--- BEGIN DATA ---

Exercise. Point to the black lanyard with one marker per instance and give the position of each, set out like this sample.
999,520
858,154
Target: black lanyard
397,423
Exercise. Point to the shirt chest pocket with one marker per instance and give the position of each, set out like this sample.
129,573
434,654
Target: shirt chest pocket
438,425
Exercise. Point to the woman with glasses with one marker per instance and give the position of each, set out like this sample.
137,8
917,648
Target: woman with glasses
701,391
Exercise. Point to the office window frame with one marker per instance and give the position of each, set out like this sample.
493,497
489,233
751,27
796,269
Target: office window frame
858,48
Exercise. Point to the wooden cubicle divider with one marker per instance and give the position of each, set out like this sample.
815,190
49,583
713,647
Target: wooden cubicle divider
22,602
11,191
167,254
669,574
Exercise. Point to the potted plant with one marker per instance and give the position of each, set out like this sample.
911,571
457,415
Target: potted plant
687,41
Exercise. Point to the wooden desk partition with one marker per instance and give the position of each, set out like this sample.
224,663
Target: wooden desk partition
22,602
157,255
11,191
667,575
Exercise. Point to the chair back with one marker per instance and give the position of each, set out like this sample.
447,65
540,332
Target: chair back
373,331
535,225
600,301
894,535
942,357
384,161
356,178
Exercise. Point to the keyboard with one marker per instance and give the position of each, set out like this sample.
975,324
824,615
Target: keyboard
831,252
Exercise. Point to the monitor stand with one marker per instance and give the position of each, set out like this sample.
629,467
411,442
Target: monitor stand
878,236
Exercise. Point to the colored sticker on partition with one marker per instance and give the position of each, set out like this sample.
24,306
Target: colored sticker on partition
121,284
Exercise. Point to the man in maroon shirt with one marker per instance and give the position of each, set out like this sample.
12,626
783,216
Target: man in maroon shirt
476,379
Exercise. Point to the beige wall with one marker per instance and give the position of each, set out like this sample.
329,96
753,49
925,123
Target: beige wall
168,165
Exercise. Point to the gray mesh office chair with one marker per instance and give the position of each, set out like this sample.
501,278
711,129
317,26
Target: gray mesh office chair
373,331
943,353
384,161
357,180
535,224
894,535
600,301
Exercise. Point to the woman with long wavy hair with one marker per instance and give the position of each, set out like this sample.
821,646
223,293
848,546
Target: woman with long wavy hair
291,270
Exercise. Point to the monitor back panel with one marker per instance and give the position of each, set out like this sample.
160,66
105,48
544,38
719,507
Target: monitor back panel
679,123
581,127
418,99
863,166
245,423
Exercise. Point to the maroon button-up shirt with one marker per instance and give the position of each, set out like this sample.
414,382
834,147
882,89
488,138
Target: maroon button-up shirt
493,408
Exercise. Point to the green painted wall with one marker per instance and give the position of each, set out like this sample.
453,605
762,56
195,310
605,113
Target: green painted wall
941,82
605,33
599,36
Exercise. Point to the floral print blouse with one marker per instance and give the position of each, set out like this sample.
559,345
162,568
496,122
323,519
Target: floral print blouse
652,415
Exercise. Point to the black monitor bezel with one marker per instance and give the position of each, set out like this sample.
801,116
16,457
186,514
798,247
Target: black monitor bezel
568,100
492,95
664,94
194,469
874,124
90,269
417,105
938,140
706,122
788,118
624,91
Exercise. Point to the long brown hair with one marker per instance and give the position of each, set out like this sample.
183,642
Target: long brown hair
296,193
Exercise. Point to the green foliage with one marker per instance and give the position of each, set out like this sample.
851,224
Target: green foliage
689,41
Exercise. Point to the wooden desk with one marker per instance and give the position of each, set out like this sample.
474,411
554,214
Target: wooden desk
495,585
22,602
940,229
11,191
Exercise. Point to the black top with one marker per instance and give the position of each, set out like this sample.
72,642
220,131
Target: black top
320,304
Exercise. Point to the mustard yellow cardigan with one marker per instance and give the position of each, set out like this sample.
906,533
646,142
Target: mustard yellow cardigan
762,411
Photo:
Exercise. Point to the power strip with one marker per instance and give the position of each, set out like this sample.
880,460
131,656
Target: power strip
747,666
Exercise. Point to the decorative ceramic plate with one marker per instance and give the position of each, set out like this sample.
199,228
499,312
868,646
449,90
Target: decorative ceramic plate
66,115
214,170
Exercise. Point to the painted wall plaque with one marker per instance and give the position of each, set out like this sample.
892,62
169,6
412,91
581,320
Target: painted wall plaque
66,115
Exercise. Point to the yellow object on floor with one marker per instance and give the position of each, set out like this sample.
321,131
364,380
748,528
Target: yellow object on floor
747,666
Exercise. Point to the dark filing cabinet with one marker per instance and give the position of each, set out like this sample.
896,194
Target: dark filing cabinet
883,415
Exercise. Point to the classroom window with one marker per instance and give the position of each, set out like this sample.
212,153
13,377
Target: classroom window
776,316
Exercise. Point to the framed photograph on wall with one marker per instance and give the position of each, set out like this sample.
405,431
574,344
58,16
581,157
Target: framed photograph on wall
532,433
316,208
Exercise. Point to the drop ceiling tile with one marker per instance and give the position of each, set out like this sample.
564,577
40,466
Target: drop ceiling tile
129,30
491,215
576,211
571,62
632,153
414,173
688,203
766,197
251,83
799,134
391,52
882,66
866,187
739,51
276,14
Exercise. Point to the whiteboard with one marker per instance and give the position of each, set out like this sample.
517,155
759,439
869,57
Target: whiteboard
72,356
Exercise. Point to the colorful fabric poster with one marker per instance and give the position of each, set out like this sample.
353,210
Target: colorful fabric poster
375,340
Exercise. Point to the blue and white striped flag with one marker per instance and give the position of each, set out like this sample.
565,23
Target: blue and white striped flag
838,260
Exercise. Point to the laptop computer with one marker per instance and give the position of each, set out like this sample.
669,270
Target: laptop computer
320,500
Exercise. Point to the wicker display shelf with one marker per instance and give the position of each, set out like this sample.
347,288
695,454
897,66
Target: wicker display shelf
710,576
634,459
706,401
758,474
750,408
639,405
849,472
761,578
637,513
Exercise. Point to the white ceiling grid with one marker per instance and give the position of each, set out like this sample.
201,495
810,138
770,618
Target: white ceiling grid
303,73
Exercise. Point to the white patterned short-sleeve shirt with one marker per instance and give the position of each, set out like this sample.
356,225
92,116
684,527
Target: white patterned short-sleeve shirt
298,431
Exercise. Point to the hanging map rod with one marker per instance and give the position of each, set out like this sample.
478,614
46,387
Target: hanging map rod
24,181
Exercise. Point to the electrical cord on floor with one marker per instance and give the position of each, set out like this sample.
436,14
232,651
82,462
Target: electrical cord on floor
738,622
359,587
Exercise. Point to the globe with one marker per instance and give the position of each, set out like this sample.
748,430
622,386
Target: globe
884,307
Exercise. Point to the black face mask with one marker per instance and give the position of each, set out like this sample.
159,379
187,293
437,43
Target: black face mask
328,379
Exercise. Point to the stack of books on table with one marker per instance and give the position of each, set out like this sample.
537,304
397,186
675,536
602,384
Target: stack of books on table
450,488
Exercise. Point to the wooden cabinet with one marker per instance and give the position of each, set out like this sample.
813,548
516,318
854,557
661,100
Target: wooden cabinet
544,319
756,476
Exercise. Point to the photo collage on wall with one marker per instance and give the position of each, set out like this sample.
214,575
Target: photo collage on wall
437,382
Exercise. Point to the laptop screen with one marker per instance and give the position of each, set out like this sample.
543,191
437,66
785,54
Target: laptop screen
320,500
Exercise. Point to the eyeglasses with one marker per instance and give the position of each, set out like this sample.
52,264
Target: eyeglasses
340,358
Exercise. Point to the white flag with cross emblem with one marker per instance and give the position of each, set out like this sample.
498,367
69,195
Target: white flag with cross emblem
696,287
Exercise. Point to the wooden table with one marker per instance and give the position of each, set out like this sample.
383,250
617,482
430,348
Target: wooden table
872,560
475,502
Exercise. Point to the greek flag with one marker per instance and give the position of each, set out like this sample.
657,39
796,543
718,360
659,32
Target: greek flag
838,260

--- END DATA ---

Convert each line of all the entries above into a JSON list of strings, one string per line, and leave out any blank lines.

# [EXERCISE ANSWER]
[
  "Exercise. Point to the black lanyard with one marker per instance and give the position of each, set out like this sample.",
  "999,520",
  "858,154",
  "Target: black lanyard",
  "397,423",
  "Exercise. Point to the shirt chest pocket with one marker per instance and give the position of each, set out like this sample.",
  "129,573",
  "434,654",
  "Target: shirt chest pocket",
  "438,425",
  "Exercise. Point to the woman with glasses with one marker per instance and give the position of each, set out like this sample.",
  "137,8",
  "917,648",
  "Target: woman with glasses",
  "701,391",
  "Exercise. Point to the office window frame with one marker per instance and give the position of each, set out like this sample.",
  "493,497",
  "489,233",
  "751,27",
  "796,269",
  "Target: office window frame",
  "858,48",
  "Exercise. Point to the wooden cubicle divider with one marker per instance and give the position of each, set out like this sample.",
  "815,190",
  "49,583",
  "713,647",
  "Target: wooden cubicle divider",
  "22,602",
  "11,191",
  "167,254",
  "669,574",
  "Exercise. Point to the potted plant with one marker per instance and give the position of each, set out like this sample.",
  "911,571",
  "457,415",
  "Target: potted plant",
  "687,41",
  "Exercise. Point to the wooden desk partition with one marker per instance and give the position of each, set out like this sample.",
  "224,663",
  "Target: wooden desk partition",
  "22,602",
  "157,255",
  "11,191",
  "667,575",
  "Exercise. Point to the chair back with one marker per instance and give the position of each, set out like this sample.",
  "447,65",
  "540,332",
  "Target: chair back",
  "373,331",
  "535,225",
  "600,301",
  "894,535",
  "942,357",
  "384,161",
  "356,178",
  "Exercise. Point to the keyboard with one marker per instance and give the position of each, set out like this sample.",
  "975,324",
  "824,615",
  "Target: keyboard",
  "831,252",
  "Exercise. Point to the monitor stand with one marker per instance and give the position of each, set out like this sample.",
  "629,467",
  "411,442",
  "Target: monitor stand",
  "878,236",
  "Exercise. Point to the colored sticker on partition with one marker per instance and give the position of each, set out like this sample.",
  "24,306",
  "Target: colored sticker on partition",
  "121,284",
  "Exercise. Point to the man in maroon shirt with one marker per instance and give the position of each, set out like this sample.",
  "12,626",
  "783,216",
  "Target: man in maroon shirt",
  "476,379",
  "Exercise. Point to the beige wall with one marker per instance and give the position of each, set out like this sample.",
  "329,96",
  "753,49",
  "925,123",
  "Target: beige wall",
  "168,165",
  "Exercise. Point to the gray mesh office chair with one marker per instance and give the position of each, set out like this sample.",
  "501,278",
  "711,129",
  "317,26",
  "Target: gray mesh office chair",
  "373,331",
  "943,353",
  "384,161",
  "357,180",
  "535,224",
  "894,535",
  "600,301",
  "Exercise. Point to the woman with long wavy hair with one marker per instance and give the position of each, set out like this sample.",
  "821,646",
  "223,293",
  "848,546",
  "Target: woman with long wavy hair",
  "291,270",
  "Exercise. Point to the monitor back panel with one marker per instance and give the position of each, set out like this sample.",
  "160,66",
  "105,48",
  "544,38",
  "719,507",
  "Target: monitor back panel",
  "679,123",
  "581,127",
  "418,99",
  "863,166",
  "245,423",
  "Exercise. Point to the maroon button-up shirt with one marker per instance and give the position of each, set out like this sample.",
  "414,382",
  "834,147",
  "882,89",
  "488,138",
  "Target: maroon button-up shirt",
  "493,408",
  "Exercise. Point to the green painted wall with one marker per instance and give the position of each, set out like this sample.",
  "453,605",
  "762,56",
  "195,310",
  "605,113",
  "Target: green painted wall",
  "941,82",
  "605,33",
  "599,36",
  "Exercise. Point to the floral print blouse with one marker per instance and give the position of each, set out like this sample.",
  "559,345",
  "162,568",
  "496,122",
  "323,519",
  "Target: floral print blouse",
  "652,415",
  "Exercise. Point to the black monitor bezel with one marker per instance and give the position of each, set out like this sample.",
  "801,116",
  "16,457",
  "186,514",
  "798,247",
  "Target: black monitor bezel",
  "568,100",
  "492,95",
  "664,94",
  "194,469",
  "874,124",
  "90,269",
  "417,105",
  "938,140",
  "706,122",
  "788,118",
  "624,91",
  "Exercise. Point to the long brown hair with one marker per instance and give the position of each, set out like this sample.",
  "183,642",
  "Target: long brown hair",
  "296,193",
  "Exercise. Point to the green foliage with one marker per instance and give the position of each, set out like this sample.",
  "851,224",
  "Target: green foliage",
  "689,41",
  "Exercise. Point to the wooden desk with one marker per instance and give the position of each, set out like this sample.",
  "474,411",
  "554,214",
  "Target: wooden desk",
  "495,585",
  "22,602",
  "940,229",
  "11,191",
  "Exercise. Point to the black top with one marker per instance and give the position of each, set out like this sample.",
  "72,642",
  "220,131",
  "Target: black top",
  "320,304",
  "Exercise. Point to the mustard yellow cardigan with one marker per instance and give the position of each, set out like this sample.",
  "906,533",
  "646,142",
  "Target: mustard yellow cardigan",
  "762,411",
  "Photo:",
  "Exercise. Point to the power strip with one marker per instance and give the position of each, set out like this sample.",
  "880,460",
  "131,656",
  "Target: power strip",
  "747,666",
  "Exercise. Point to the decorative ceramic plate with one marker per instance and give the position of each, set out like this sample.",
  "199,228",
  "499,312",
  "868,646",
  "449,90",
  "Target: decorative ceramic plate",
  "66,115",
  "214,170",
  "Exercise. Point to the painted wall plaque with one marker per instance and give the position of each, set out like this sample.",
  "892,62",
  "169,6",
  "412,91",
  "581,320",
  "Target: painted wall plaque",
  "66,115",
  "Exercise. Point to the yellow object on floor with one marker per instance and give the position of each, set out like this sample.",
  "321,131",
  "364,380",
  "748,528",
  "Target: yellow object on floor",
  "747,666",
  "Exercise. Point to the dark filing cabinet with one marker per instance and give the position of each, set out like this sample.",
  "896,194",
  "Target: dark filing cabinet",
  "883,415",
  "Exercise. Point to the classroom window with one marker per instance and give the position of each, set out like this sample.",
  "212,153",
  "13,377",
  "Target: classroom window",
  "776,316",
  "Exercise. Point to the framed photograph on wall with one marker per instance and give the position of each, set out like this sample.",
  "405,431",
  "574,344",
  "58,16",
  "581,157",
  "Target: framed photograph on wall",
  "532,433",
  "316,208",
  "Exercise. Point to the drop ceiling tile with one marker per instance and give the position of each, set out like this sample.",
  "564,577",
  "40,466",
  "Target: drop ceiling tile",
  "129,30",
  "491,215",
  "576,211",
  "571,62",
  "632,153",
  "414,173",
  "688,203",
  "766,197",
  "251,83",
  "799,134",
  "391,52",
  "882,66",
  "866,187",
  "739,51",
  "276,14",
  "Exercise. Point to the whiteboard with one marker per instance and give the position of each, set out like this sample.",
  "517,155",
  "759,439",
  "869,57",
  "Target: whiteboard",
  "72,356",
  "Exercise. Point to the colorful fabric poster with one marker per instance and give the position of each, set out like this sample.",
  "353,210",
  "Target: colorful fabric poster",
  "375,340",
  "Exercise. Point to the blue and white striped flag with one marker per instance and give the position of each, set out like this sample.",
  "565,23",
  "Target: blue and white striped flag",
  "838,260",
  "Exercise. Point to the laptop computer with one marker per instance and give the position of each, set out like this sample.",
  "669,270",
  "Target: laptop computer",
  "320,500",
  "Exercise. Point to the wicker display shelf with one marker per instance and give the position of each, set out like this sample.",
  "347,288",
  "695,454",
  "897,66",
  "Target: wicker display shelf",
  "710,576",
  "634,459",
  "706,401",
  "758,474",
  "750,408",
  "639,405",
  "849,472",
  "761,578",
  "637,513",
  "Exercise. Point to the white ceiling grid with one marker per instance and give the position of each, set out like this sample.",
  "201,495",
  "810,138",
  "770,618",
  "Target: white ceiling grid",
  "303,73",
  "Exercise. Point to the white patterned short-sleeve shirt with one marker per instance and give the position of each, set out like this sample.",
  "356,225",
  "92,116",
  "684,527",
  "Target: white patterned short-sleeve shirt",
  "298,431",
  "Exercise. Point to the hanging map rod with one marker per instance and give the position of each, set out like this sample.",
  "478,614",
  "46,387",
  "Target: hanging map rod",
  "24,181",
  "Exercise. Point to the electrical cord on floor with one marker per instance and give the position of each, set out like this sample.",
  "436,14",
  "232,651",
  "82,462",
  "Target: electrical cord on floor",
  "738,622",
  "359,587",
  "Exercise. Point to the globe with one marker per instance and give the position of each, set out like this sample.",
  "748,430",
  "622,386",
  "Target: globe",
  "884,307",
  "Exercise. Point to the black face mask with one marker per instance and give the position of each, set out like this sample.",
  "159,379",
  "187,293",
  "437,43",
  "Target: black face mask",
  "328,379",
  "Exercise. Point to the stack of books on table with one marker per instance and give the position of each, set out like this sample.",
  "537,304",
  "397,186",
  "675,536",
  "602,384",
  "Target: stack of books on table",
  "450,488",
  "Exercise. Point to the wooden cabinet with one marker per instance and give the position of each, set out like this sample.",
  "813,548",
  "516,318",
  "854,557",
  "661,100",
  "Target: wooden cabinet",
  "544,319",
  "756,476",
  "Exercise. Point to the photo collage on wall with one marker per instance and give the position of each, set out like this sample.",
  "214,575",
  "Target: photo collage on wall",
  "437,382",
  "Exercise. Point to the laptop screen with one marker per instance and give the position of each, set out like this sample.",
  "543,191",
  "437,66",
  "785,54",
  "Target: laptop screen",
  "320,500",
  "Exercise. Point to the eyeglasses with one marker per instance and give the position of each, set out like this sample.",
  "52,264",
  "Target: eyeglasses",
  "340,358",
  "Exercise. Point to the white flag with cross emblem with one marker per instance and give the position of each, set out like this sample.",
  "498,367",
  "69,195",
  "Target: white flag with cross emblem",
  "696,287",
  "Exercise. Point to the wooden table with one marker per instance and give the position of each, set out like this sample.",
  "383,250",
  "617,482",
  "430,348",
  "Target: wooden table",
  "872,560",
  "475,502",
  "Exercise. Point to the greek flag with one marker per instance and give the position of each, set out like this sample.",
  "657,39",
  "796,543",
  "718,360",
  "659,32",
  "Target: greek flag",
  "838,260"
]